[start]
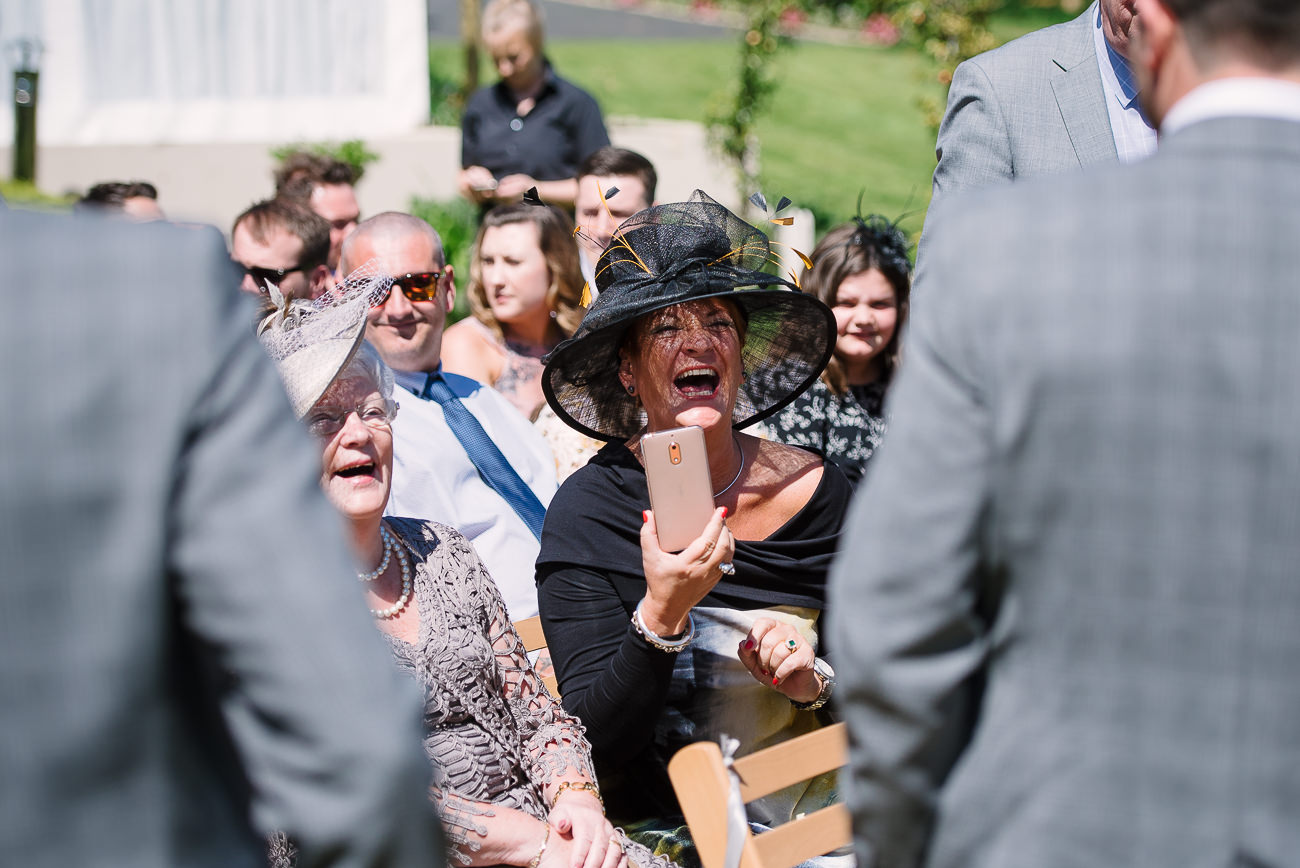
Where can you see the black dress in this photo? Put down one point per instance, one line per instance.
(640, 704)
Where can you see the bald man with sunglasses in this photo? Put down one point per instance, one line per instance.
(490, 476)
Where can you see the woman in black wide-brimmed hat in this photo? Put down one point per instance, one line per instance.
(655, 650)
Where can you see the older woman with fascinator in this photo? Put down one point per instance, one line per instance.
(512, 771)
(862, 270)
(658, 649)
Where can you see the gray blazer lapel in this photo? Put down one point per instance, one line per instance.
(1077, 86)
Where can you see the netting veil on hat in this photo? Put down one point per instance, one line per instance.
(312, 341)
(681, 252)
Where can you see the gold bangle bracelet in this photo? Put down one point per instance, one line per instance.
(577, 785)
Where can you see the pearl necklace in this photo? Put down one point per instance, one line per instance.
(736, 478)
(393, 546)
(386, 538)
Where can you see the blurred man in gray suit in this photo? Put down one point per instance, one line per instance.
(1067, 612)
(186, 662)
(1057, 99)
(1054, 100)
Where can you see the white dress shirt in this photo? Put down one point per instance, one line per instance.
(434, 478)
(1242, 96)
(1135, 137)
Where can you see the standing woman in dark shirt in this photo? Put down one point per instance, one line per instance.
(653, 649)
(532, 127)
(862, 270)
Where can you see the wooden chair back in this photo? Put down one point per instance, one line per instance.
(531, 632)
(702, 784)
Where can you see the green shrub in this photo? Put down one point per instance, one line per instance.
(352, 152)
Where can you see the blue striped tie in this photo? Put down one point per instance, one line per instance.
(493, 467)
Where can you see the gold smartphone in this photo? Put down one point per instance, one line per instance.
(681, 491)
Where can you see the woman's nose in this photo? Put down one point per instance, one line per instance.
(354, 429)
(696, 338)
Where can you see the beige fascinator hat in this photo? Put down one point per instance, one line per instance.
(312, 341)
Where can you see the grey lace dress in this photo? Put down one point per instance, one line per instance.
(493, 733)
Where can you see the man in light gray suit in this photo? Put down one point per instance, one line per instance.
(185, 658)
(1067, 608)
(1039, 104)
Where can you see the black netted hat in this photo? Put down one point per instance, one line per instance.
(681, 252)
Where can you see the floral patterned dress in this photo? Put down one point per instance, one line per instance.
(493, 732)
(846, 428)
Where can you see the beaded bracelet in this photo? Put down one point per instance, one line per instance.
(655, 641)
(536, 860)
(577, 785)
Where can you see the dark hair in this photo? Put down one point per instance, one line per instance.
(620, 161)
(310, 228)
(302, 172)
(1269, 30)
(555, 239)
(112, 194)
(852, 248)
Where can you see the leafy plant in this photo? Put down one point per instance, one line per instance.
(732, 126)
(456, 222)
(352, 152)
(26, 196)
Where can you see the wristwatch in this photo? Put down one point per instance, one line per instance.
(827, 675)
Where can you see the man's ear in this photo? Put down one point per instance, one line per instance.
(449, 287)
(1153, 34)
(320, 281)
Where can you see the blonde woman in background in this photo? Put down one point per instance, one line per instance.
(524, 293)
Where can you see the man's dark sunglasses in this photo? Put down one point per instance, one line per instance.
(420, 286)
(261, 274)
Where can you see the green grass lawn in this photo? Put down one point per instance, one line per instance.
(843, 118)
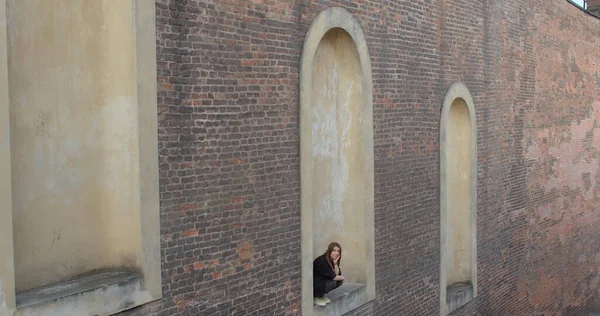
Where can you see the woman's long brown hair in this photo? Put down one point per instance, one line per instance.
(328, 254)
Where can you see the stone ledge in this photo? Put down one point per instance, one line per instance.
(345, 298)
(102, 293)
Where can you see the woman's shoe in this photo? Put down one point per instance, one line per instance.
(319, 301)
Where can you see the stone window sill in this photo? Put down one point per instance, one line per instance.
(344, 299)
(102, 293)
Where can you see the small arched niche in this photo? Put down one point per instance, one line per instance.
(337, 158)
(458, 185)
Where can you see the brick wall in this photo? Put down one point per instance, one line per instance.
(229, 152)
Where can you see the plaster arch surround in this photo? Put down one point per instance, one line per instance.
(458, 199)
(336, 126)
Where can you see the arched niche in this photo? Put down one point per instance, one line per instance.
(458, 199)
(336, 126)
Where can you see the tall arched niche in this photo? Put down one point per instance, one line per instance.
(458, 200)
(336, 126)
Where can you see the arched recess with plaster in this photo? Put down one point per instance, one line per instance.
(336, 126)
(458, 199)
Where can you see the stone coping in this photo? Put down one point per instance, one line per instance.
(345, 298)
(76, 286)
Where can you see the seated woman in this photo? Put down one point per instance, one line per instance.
(327, 274)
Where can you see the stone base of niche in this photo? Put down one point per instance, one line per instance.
(102, 293)
(457, 295)
(344, 299)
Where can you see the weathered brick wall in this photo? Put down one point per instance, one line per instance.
(229, 152)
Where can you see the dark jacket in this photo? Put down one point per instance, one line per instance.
(322, 273)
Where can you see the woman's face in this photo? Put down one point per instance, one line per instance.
(335, 253)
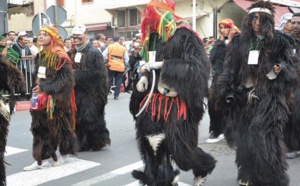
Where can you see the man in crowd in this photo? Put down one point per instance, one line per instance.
(117, 58)
(22, 48)
(101, 39)
(285, 23)
(90, 90)
(67, 44)
(258, 78)
(12, 37)
(33, 49)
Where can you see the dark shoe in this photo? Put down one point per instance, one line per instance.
(291, 155)
(243, 182)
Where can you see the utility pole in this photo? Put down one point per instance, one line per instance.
(3, 17)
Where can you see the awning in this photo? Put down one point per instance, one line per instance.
(98, 27)
(279, 10)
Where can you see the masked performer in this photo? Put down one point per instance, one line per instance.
(4, 122)
(258, 69)
(168, 127)
(91, 92)
(11, 80)
(53, 121)
(227, 30)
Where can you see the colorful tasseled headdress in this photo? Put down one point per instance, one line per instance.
(159, 17)
(55, 58)
(227, 22)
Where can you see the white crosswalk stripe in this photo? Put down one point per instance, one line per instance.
(12, 150)
(73, 166)
(109, 175)
(40, 176)
(136, 183)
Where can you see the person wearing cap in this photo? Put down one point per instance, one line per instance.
(10, 54)
(11, 78)
(292, 129)
(90, 90)
(33, 49)
(11, 37)
(285, 23)
(53, 121)
(4, 123)
(168, 101)
(227, 30)
(100, 39)
(117, 61)
(134, 59)
(21, 46)
(257, 80)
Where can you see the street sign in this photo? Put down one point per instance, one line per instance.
(62, 32)
(61, 16)
(39, 20)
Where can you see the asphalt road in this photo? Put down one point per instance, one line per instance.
(112, 165)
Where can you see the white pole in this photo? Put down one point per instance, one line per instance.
(194, 15)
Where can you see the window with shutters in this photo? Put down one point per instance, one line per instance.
(121, 18)
(134, 17)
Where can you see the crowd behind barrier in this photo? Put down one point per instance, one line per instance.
(27, 67)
[end]
Exercise prompt.
Could you rewrite all of the records above with "in this photo" changed to "in this image" and nothing else altered, leaving the pictures out of your answer?

Reply to the exercise.
Where can you see the black dress in this image? Put down one point per instance, one line per instance.
(640, 704)
Where can you see the bald man with sunglasses in this image? Put down one point per instance, one line per instance.
(490, 476)
Where can you see the woman in black wide-brimmed hat in this image? Put down one point per instance, one line per instance.
(655, 650)
Where can you see the older woman with fascinator in this image? Put down one point per instance, one line per instance.
(512, 771)
(862, 270)
(658, 649)
Where can you see the gray blazer lapel in this image? Put down one point per instance, one line per instance.
(1077, 86)
Where can you see the netting veil on hat in this image? Put down one point per instance, one line per instance.
(312, 341)
(681, 252)
Where can you see the gold bangle bracelet in this image? Put down one point per instance, one line per instance.
(577, 785)
Where can you see the pearl necklace in this image? Put down one point per instance, one line per instance.
(736, 478)
(393, 546)
(386, 538)
Where can you see the blurred man in gray suit in this image? Put down one point per instance, one line per instance.
(1067, 612)
(186, 662)
(1057, 99)
(1054, 100)
Where can you see the white dress shirt in this image? Put down one point per instance, one line per instance.
(434, 478)
(1242, 96)
(1135, 137)
Where can you see the standing woman in dark shirt in this image? Put down one point per instance, one line per instance.
(653, 649)
(532, 127)
(862, 270)
Where can you see the wooden chair back in this image? Put down one point per instance, one line per instance.
(531, 632)
(702, 784)
Where can you see the green shrub in this image? Put down one point per instance, one line per instance.
(352, 152)
Where can you see the blue striped tie in this image? Put down one point per instance, one line per instance.
(493, 467)
Where can you see the gold smartphone in this image? Put down one point per instance, one line per instance.
(681, 491)
Where can you see the woman's nose in this image? Put down one point per instance, one line per instance.
(354, 429)
(696, 338)
Where can you see the beige fascinator hat in this image? Put down one point per instance, one line per instance.
(312, 341)
Where can you see the grey lace dress in this image? Put down one point per instance, one line per instance.
(493, 733)
Where can you see the man in light gray suit in this image? Put down one point per instance, one line per instance.
(185, 658)
(1067, 608)
(1039, 104)
Where can you see the black netted hat in this image? Put down one point per instance, one line per instance.
(681, 252)
Where can you see the floral patterned dress in this image? Put down one point per instance, one line per instance.
(493, 732)
(846, 428)
Where can you see the beaded bracelet in this image? Put down one point per instance, one line per instance.
(655, 641)
(536, 860)
(577, 785)
Where can you see the dark hair in this image? Put down one point per instance, one line per instance.
(620, 161)
(310, 228)
(302, 172)
(1269, 30)
(555, 239)
(112, 194)
(852, 248)
Where can you see the leafy plant in this image? Put down one point per instance, one line per instance.
(732, 126)
(456, 222)
(352, 152)
(26, 196)
Where can you see the wristwatch in this image? Put down one point per instance, one line per instance.
(827, 675)
Where can you see the man's ear in this image? Put down one point per instance, one line per instance.
(449, 287)
(1153, 34)
(320, 281)
Where can you see the blonde woman in background in this image? Put down one point per instance, one line per instance.
(524, 293)
Where can you see the man's dark sunglasses in this image? Put down one point per instance, one line per instance.
(420, 286)
(261, 274)
Where can you see the green grass lawn in this image? Put down one point per instance, one line per instance.
(843, 118)
Where can you see the woman's long brown hair in this image? Put down one point per instance, one line per instance.
(328, 254)
Where can you see the stone ledge in this image? Put down one point per instance, one line per instance.
(345, 298)
(102, 293)
Where can you see the woman's shoe in this image? Put down one point per instance, one line per instance.
(319, 301)
Where can you see the stone window sill in this image? Put down one point per instance, one line per instance.
(344, 299)
(102, 293)
Where can you see the small arched niche in this image? Put down one point per instance, one line per instance.
(337, 158)
(458, 185)
Where can you see the brick wall in this image? Put down one point per instance, one line per instance.
(229, 152)
Where can you see the plaster arch surround in this image? Put down one point per instance, one line per instance.
(458, 199)
(336, 126)
Where can you see the arched niche in this image? Put down one point per instance, one line per instance.
(458, 199)
(336, 126)
Where can you see the tall arched niche in this image? Put down one point per instance, one line per instance.
(458, 200)
(336, 126)
Where can you see the arched recess with plaster in this image? Put down one point per instance, one line per instance.
(336, 126)
(458, 199)
Where can you see the stone coping in this image? Put down one point per instance, one line per instance.
(345, 298)
(76, 286)
Where can you see the seated woman in this image? Put down one point per instance, one line per instance.
(327, 274)
Where can you see the stone base of niche in this image? Put down one point per instance, one line per instance.
(102, 293)
(457, 295)
(344, 299)
Where can you see the weathered brick wall in this image? Put down one point per instance, one line per instance.
(229, 152)
Where can you see the dark jacket in this image? Put down one point per instance, one line per instance.
(322, 273)
Where can you see the woman's face in this image? Put down one point per instance, one line per instance.
(335, 253)
Where can you see the man in crowd in this image? Put down one point per instance, one line per instance.
(117, 58)
(22, 48)
(101, 39)
(285, 23)
(90, 90)
(67, 44)
(258, 78)
(12, 37)
(33, 49)
Where can you see the dark shoe in this image? Put down one point per instance, one line per instance.
(291, 155)
(243, 182)
Where can you see the utility pole in this image? Put down one point per instance, one line per instance.
(3, 17)
Where can you see the awning in this image? Put down one point per instance, one line per instance.
(98, 27)
(279, 10)
Where can you see the masked performer in this image? Put down one point per instance, one line per instance.
(4, 122)
(258, 69)
(168, 127)
(91, 92)
(11, 80)
(53, 121)
(227, 30)
Where can you see the colorful tasseled headdress in this image? Put down one point per instance, one line per instance.
(159, 17)
(55, 58)
(227, 22)
Where can you see the white crosswalk stripe in this image? Put down one point per instance, one line per instance.
(12, 150)
(73, 166)
(109, 175)
(40, 176)
(136, 183)
Where can you see the person wearing cap in this image? Put down one point per instance, one line per instance.
(10, 54)
(11, 78)
(292, 129)
(90, 90)
(33, 49)
(11, 37)
(285, 23)
(53, 121)
(4, 123)
(168, 101)
(227, 30)
(100, 39)
(117, 61)
(134, 59)
(21, 46)
(257, 80)
Where can you see the street sign in this image? Put down one point per instance, one line per instance.
(62, 32)
(61, 16)
(39, 20)
Where can you see the asphalt road in this image? Put down one point per instance, one line per instance.
(112, 165)
Where can you see the white pole in this image? Put down one point per instance, one line per instance.
(194, 15)
Where can you see the window with shutters in this image? Put down one point per instance, one line per instance.
(121, 18)
(134, 17)
Where can you see the crowd behind barrier in this image? Put down one point per instance, one line per instance.
(27, 67)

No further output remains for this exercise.